[[ DOCUMENT SECTION, beginning ]]
DNA solves the mystery of how these mummies were related
The duo had the same mother, but different dads.
A pair of ancient Egyptian mummies, known for more than a century as the Two Brothers, were actually half brothers, a new study of their DNA finds.
Mamma's Boys. Ancient Egyptian mummies known as the Two Brothers, found in these coffins, had the same mother but different fathers, DNA evidence indicates.
These two, high-ranking men shared a mother, but had different fathers, say archaeogeneticist Konstantina Drosou of the University of Manchester in England and her colleagues. That muted family tie came to light thanks to the successful retrieval of two types of DNA from the mummies’ teeth, the scientists report in the February Journal of Archaeological Science: Reports. The finding highlights the importance ancient Egyptians placed on maternal lines of descent, Drosou’s group contends.
Questions have swirled about the biological backgrounds of the mummified men ever since they were found together in a tomb near the village of Rifeh in 1907. The tomb dates to ancient Egypt’s 12th Dynasty, between 1985 B.C. and 1773 B.C. Coffin inscriptions mention a female, Khnum-Aa, as the mother of both men. And both mummies are described as sons of an unnamed local governor. It has always been unclear if those inscriptions refer to the same man, but discoverers decided the mummies were full brothers, because the two were buried next to each other and had the same mother.
Over time, differences discovered in the men’s skull shapes and other skeletal features raised suspicions that the Two Brothers were not biologically related at all. And some researchers argued that the inscriptions indicating the men had the same mother were misleading.
Adding to those doubts, a 2014 paper reported differences between the two mummies’ mitochondrial DNA, suggesting one or both had no biological link to Khnum-Aa. Mitochondrial DNA typically gets inherited from the mother.
But that study extracted ancient DNA from liver and intestinal samples using a method susceptible to contamination with modern human and bacterial DNA, Drosou’s team argues. In the new work, researchers isolated and assembled short pieces of mitochondrial and Y-chromosome DNA from both mummies’ teeth using the latest methods. The Y chromosome determines male sex and gets passed from father to son. This approach minimizes potential contamination from modern sources (SN Online: 5/31/17).
That new DNA evidence “proves the hieroglyphic text [on the mummies’ coffins] to be accurate,” at least in saying the mummified men had the same mother, says Egyptologist and study coauthor Campbell Price, curator of the Egypt and Sudan collections at the Manchester Museum in England.
Unlike the deference given to Khnum-Aa as a named parent of both interred individuals, he says, the coffin inscriptions must refer to different fathers who were considered peripheral family members and thus left unnamed. “Power may have been transferred down the female line rather than simply by a son inheriting [high rank] from his father,” Price suggests. Khnum-Aa’s background, social standing and genetic makeup, however, remain a mystery.
Genetic evidence that two half brothers were buried in the same tomb and placed in coffins that name only their mother makes sense, says Egyptologist Joann Fletcher at the University of York in England. Many written sources from ancient Egypt show precedence to the maternal line, “from the official lists of Egypt’s early kings whose names are accompanied by those of their mothers to nonroyal individuals, who likewise cite only their mother’s name,” Fletcher explains.
Dates of death on the mummies’ linen wrappings suggest that Khnum-Nakht died first, at around age 40, Price says. A few months later, Nakht-Ankh died at about age 60. The causes of their deaths are unknown.
[[ DOCUMENT SECTION, end ]]
[[ GIVEN RECORDS, beginning ]]
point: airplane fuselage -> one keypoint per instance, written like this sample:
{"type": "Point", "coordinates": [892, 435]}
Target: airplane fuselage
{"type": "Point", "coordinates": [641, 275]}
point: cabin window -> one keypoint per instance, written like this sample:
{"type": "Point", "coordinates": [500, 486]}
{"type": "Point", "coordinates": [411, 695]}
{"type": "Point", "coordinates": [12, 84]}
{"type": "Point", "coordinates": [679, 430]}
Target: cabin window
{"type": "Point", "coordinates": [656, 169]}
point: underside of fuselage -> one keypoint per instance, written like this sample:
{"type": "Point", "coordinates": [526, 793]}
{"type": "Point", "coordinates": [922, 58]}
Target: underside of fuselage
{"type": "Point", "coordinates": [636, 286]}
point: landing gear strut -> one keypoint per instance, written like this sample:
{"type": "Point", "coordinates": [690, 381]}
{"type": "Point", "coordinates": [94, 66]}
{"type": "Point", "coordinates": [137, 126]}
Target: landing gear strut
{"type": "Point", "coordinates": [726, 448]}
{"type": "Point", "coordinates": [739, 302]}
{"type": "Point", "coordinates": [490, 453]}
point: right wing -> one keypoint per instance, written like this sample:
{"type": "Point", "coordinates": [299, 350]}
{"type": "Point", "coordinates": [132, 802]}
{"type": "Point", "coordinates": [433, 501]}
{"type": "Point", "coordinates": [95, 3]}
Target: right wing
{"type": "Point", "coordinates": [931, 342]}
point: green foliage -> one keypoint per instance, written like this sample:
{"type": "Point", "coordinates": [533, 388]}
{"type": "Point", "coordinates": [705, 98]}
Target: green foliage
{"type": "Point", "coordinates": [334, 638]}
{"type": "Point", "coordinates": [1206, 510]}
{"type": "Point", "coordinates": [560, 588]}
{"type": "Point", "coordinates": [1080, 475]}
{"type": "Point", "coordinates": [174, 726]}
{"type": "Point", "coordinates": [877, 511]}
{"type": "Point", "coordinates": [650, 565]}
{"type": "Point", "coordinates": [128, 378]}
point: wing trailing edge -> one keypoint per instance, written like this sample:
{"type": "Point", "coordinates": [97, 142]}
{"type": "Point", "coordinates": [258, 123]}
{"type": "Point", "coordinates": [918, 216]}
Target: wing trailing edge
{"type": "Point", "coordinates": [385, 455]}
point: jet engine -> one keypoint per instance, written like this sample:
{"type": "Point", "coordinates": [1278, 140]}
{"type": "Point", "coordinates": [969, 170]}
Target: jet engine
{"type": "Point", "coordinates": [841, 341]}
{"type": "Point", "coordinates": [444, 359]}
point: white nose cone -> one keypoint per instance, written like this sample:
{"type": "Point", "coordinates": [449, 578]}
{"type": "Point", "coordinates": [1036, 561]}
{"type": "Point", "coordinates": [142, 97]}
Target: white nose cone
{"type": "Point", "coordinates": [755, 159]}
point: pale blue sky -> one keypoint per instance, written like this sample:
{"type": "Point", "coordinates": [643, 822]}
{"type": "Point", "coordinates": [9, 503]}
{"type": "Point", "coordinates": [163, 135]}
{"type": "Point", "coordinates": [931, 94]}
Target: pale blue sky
[[ GIVEN RECORDS, end ]]
## THINGS TO DO:
1. In the Two Brothers article, repeat the passage from "Mamma's Boys. Ancient" to "Drosou’s group contends.", swapping "fathers" for "dads".
2. Condense the paragraph of the Two Brothers article that begins "Questions have swirled" into a short bulleted list that keeps its main facts.
The items have no connection to the Two Brothers article.

## WRITTEN RESPONSES:
1.
Mamma's Boys. Ancient Egyptian mummies known as the Two Brothers, found in these coffins, had the same mother but different dads, DNA evidence indicates.
These two, high-ranking men shared a mother, but had different dads, say archaeogeneticist Konstantina Drosou of the University of Manchester in England and her colleagues. That muted family tie came to light thanks to the successful retrieval of two types of DNA from the mummies’ teeth, the scientists report in the February Journal of Archaeological Science: Reports. The finding highlights the importance ancient Egyptians placed on maternal lines of descent, Drosou’s group contends.

2.
- The two mummies were found together in a tomb near the village of Rifeh in 1907, and their biological backgrounds have been questioned ever since.
- The tomb dates to ancient Egypt's 12th Dynasty, between 1985 B.C. and 1773 B.C.
- Coffin inscriptions name Khnum-Aa as the mother of both men and describe both as sons of an unnamed local governor.
- It was unclear whether the inscriptions meant the same governor, but the discoverers judged the men full brothers because they were buried side by side and shared a mother.